■ **Task item**
What follows is a set of records; repeat all of them exactly.

■ **Listed records**

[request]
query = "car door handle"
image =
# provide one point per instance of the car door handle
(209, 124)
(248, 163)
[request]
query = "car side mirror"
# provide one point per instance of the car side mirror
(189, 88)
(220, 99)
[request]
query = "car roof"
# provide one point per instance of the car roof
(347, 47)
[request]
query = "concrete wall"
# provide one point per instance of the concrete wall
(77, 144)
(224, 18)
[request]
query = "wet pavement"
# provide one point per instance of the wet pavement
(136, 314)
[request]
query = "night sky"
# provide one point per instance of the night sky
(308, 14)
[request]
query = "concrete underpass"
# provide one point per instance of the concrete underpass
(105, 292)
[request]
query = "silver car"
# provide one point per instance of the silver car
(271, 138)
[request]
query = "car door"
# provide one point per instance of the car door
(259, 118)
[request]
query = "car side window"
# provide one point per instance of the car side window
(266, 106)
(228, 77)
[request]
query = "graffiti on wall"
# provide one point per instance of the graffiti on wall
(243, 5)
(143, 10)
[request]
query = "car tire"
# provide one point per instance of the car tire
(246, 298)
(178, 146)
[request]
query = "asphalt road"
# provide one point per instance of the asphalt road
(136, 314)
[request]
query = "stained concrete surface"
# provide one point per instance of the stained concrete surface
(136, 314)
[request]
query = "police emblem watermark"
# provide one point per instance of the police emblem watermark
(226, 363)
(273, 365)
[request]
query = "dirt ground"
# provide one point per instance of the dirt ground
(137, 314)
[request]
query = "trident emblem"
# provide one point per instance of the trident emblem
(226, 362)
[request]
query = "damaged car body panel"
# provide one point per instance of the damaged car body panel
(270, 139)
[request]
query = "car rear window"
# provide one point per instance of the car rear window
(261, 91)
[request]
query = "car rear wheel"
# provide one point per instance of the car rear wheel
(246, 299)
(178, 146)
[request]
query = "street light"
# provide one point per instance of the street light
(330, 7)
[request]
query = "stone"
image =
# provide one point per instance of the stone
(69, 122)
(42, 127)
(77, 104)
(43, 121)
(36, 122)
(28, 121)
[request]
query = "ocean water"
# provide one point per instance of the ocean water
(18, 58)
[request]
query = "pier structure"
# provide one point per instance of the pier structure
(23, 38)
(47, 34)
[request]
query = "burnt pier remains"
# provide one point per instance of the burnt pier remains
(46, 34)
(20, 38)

■ **Solution**
[request]
query = "car door handle"
image =
# provide one point per instance of the car door handle
(209, 124)
(248, 163)
[request]
query = "car side mirror"
# provide one point per instance of the car side mirror
(189, 88)
(220, 99)
[request]
query = "car roof"
# provide one point per instance of the car roof
(347, 47)
[request]
query = "concrete wall"
# provide one point per instance of the concrete wall
(77, 144)
(224, 18)
[request]
query = "wet pavement"
# provide one point per instance of the wet pavement
(136, 314)
[request]
query = "night sky"
# provide one point per instance of the night sky
(308, 14)
[request]
query = "concrete underpass"
# provide one point per instance of the concrete underpass
(105, 292)
[request]
query = "silver car"
# provide one point per instance of the silver car
(271, 138)
[request]
query = "car door"
# provide one point per instance of the car door
(259, 118)
[request]
query = "car side window"
# provide one point per instance of the car side window
(266, 106)
(228, 77)
[request]
query = "graffiti on wall"
# provide one point per instance of the graffiti on wall
(243, 5)
(143, 10)
[request]
query = "car tire"
# provide one point per instance of the car tire
(246, 298)
(178, 146)
[request]
query = "asphalt road"
# provide one point per instance of the asphalt road
(136, 314)
[request]
query = "stained concrete surface"
# provide one point per instance of the stained concrete surface
(136, 314)
[request]
query = "police emblem watermark"
# provide one point per instance of the police emblem watermark
(226, 363)
(273, 365)
[request]
query = "dirt ground"
# provide one point per instance of the dirt ground
(137, 314)
[request]
query = "trident emblem"
# provide one point per instance of the trident emblem
(226, 362)
[request]
query = "damaged car body panel"
# provide one point per instance of the damaged car body panel
(270, 139)
[request]
query = "car rear window"
# provide one point per instance of the car rear window
(261, 91)
[request]
query = "car rear wheel"
# provide one point per instance of the car rear wheel
(246, 299)
(178, 146)
[request]
query = "street light"
# provide one point per instance of the street light
(330, 7)
[request]
query = "stone"
image =
# provide one point per instance of the stone
(69, 122)
(42, 127)
(77, 104)
(43, 121)
(36, 122)
(28, 121)
[request]
query = "ocean water"
# provide one point per instance of the ocean water
(18, 58)
[request]
query = "pier structure"
# provide one point per instance of the pier structure
(23, 38)
(47, 34)
[request]
query = "burnt pier remains"
# provide one point per instance of the burnt pier remains
(46, 34)
(20, 38)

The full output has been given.